## Task objective
The answer must be every line of the records in which the string "pole" appears.

## Records for this exercise
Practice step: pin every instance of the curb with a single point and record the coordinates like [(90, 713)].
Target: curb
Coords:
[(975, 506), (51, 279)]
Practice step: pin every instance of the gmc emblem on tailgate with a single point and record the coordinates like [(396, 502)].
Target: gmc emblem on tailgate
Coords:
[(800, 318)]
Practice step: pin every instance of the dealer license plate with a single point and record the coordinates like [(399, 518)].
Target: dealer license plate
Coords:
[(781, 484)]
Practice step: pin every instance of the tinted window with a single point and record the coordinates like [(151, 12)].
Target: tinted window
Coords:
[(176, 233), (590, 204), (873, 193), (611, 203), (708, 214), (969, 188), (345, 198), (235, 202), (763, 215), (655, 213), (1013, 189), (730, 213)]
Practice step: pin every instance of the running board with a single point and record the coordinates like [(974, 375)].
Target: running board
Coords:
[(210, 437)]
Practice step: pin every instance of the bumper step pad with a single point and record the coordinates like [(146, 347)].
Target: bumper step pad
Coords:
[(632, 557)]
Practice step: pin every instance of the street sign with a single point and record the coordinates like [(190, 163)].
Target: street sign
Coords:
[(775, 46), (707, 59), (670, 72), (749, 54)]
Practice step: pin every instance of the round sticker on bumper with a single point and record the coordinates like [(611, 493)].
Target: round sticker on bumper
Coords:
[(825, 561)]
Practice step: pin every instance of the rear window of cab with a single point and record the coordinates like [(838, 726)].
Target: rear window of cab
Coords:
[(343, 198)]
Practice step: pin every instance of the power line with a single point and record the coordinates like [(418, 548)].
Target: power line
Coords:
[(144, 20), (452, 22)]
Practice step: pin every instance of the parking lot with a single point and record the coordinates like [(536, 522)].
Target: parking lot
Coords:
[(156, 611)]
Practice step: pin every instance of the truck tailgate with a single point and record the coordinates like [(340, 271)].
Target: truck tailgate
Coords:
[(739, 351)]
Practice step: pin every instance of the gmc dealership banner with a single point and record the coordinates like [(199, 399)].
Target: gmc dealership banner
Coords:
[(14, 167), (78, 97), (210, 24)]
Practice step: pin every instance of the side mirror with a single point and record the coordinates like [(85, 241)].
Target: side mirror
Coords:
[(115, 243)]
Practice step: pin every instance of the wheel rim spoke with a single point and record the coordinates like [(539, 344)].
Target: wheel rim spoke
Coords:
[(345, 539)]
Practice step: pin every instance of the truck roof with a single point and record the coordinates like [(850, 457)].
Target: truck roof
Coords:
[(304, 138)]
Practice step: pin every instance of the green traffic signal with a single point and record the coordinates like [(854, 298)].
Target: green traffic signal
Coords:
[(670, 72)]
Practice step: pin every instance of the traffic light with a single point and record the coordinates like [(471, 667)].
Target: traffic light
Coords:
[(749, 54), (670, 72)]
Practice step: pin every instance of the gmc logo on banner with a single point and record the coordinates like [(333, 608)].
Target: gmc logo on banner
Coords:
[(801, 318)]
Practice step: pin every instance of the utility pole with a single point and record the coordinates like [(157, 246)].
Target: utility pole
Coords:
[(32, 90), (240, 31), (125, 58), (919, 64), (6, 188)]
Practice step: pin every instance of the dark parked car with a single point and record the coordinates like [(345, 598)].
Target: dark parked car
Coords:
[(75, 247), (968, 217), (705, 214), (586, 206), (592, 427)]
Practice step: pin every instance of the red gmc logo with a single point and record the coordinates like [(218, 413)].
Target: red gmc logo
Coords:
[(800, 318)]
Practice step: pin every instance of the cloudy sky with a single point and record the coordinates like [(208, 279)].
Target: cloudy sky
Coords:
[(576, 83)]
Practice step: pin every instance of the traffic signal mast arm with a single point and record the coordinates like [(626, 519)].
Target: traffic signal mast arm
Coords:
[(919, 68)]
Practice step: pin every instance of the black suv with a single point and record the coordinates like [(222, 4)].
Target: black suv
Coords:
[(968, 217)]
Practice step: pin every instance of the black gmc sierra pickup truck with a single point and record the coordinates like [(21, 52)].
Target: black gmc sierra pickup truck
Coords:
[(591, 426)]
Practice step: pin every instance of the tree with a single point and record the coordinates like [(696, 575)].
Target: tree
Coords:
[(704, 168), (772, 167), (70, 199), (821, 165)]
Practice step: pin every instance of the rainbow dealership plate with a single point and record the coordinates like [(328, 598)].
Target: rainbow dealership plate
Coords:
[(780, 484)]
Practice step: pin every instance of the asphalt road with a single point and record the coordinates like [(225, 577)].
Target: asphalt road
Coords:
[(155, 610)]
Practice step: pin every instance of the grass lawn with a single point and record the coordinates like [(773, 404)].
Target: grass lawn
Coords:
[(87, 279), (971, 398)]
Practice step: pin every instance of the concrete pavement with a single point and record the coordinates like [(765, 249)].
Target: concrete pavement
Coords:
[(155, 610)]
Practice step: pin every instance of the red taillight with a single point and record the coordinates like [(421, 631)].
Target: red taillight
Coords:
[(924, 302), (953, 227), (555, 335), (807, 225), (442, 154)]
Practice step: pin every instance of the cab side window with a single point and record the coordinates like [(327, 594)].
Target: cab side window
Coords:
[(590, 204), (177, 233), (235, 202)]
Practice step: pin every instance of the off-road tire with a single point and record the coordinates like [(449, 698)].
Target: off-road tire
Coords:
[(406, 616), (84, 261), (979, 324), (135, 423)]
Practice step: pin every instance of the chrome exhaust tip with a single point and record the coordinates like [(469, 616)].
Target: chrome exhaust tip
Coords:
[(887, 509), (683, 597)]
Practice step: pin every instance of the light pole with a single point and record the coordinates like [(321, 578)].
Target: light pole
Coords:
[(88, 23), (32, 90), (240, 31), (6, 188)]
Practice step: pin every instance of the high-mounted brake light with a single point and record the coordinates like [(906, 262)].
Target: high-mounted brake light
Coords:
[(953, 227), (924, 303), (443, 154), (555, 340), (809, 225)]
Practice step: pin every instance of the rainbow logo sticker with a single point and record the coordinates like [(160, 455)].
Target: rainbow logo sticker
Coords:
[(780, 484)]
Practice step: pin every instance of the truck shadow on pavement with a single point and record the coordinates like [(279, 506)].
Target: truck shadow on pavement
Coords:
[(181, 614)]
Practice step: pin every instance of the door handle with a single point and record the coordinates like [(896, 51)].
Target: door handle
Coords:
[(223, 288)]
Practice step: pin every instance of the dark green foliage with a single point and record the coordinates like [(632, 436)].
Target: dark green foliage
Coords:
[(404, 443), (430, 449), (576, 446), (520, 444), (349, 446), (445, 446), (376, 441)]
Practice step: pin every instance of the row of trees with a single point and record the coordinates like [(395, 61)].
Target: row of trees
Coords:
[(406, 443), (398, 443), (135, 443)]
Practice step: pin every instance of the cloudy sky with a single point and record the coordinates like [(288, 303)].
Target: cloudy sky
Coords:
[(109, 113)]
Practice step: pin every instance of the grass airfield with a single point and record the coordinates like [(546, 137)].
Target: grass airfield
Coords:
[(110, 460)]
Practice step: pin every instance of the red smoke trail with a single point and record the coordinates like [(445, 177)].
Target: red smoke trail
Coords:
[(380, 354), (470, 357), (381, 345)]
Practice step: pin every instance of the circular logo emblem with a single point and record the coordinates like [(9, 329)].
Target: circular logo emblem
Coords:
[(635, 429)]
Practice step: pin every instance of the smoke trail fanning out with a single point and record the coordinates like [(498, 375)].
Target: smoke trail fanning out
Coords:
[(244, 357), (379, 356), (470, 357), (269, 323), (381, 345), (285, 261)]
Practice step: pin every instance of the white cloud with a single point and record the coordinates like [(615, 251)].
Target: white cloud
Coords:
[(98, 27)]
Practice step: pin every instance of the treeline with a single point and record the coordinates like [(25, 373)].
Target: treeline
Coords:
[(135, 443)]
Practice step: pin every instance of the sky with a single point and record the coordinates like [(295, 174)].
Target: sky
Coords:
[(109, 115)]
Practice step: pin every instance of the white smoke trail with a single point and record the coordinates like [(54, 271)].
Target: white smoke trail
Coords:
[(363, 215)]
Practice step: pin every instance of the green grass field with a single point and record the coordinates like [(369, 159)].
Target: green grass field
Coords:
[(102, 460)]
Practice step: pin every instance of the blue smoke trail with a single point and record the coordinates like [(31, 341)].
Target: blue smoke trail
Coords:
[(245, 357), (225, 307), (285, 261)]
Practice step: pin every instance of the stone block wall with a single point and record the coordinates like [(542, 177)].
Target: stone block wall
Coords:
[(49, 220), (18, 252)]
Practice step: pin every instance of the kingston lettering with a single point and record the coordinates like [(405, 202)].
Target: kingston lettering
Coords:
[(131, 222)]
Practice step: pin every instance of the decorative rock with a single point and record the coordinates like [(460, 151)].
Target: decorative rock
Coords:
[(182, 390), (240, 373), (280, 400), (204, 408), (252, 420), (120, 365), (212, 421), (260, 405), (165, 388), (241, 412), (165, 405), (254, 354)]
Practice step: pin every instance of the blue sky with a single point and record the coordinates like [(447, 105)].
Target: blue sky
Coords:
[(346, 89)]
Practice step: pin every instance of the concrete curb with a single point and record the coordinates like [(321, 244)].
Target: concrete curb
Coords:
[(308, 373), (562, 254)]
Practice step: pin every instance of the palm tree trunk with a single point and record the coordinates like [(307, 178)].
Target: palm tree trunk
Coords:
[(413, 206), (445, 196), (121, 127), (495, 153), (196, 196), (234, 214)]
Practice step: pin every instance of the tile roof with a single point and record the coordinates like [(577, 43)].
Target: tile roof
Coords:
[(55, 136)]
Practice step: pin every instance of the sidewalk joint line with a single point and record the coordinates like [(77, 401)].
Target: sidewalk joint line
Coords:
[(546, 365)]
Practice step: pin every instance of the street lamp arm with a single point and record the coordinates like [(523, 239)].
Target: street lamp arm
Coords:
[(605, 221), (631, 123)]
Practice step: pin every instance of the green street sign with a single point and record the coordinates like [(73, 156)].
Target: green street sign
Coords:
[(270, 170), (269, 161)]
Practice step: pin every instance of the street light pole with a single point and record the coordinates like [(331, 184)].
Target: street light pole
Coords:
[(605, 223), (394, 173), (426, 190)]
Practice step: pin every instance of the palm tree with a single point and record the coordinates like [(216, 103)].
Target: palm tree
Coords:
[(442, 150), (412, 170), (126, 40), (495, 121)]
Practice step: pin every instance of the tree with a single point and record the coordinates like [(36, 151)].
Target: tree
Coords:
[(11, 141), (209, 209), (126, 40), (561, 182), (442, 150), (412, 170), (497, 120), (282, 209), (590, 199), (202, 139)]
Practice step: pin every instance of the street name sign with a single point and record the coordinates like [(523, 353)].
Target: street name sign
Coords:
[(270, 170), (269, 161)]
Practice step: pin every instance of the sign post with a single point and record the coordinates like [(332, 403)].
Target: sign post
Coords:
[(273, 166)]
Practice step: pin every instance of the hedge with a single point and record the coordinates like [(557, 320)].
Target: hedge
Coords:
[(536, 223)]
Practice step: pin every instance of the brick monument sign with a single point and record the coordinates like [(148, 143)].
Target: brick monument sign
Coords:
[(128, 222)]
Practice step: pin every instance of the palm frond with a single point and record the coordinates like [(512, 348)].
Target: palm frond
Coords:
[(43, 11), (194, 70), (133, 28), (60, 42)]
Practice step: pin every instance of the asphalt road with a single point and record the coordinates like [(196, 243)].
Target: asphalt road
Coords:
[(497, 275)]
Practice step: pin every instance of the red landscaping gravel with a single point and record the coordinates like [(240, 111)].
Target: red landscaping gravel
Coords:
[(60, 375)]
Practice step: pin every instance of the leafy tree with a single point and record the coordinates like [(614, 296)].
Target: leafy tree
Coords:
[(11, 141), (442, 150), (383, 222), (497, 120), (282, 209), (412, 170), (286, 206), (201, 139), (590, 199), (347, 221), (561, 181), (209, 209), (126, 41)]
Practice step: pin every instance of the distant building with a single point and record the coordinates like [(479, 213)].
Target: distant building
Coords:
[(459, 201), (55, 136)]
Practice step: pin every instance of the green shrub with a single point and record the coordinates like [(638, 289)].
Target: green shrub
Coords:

## Answer box
Practice step: pin every instance of the utility pole with a single point and record the coordinates like [(157, 246)].
Target: utility pole
Practice step: pin every instance of the light pole with a single point and record the coordinates like [(321, 578)].
Target: light pole
Practice step: pin every instance of the street light pole with a single point and record the coordinates like [(331, 184)].
Target: street light pole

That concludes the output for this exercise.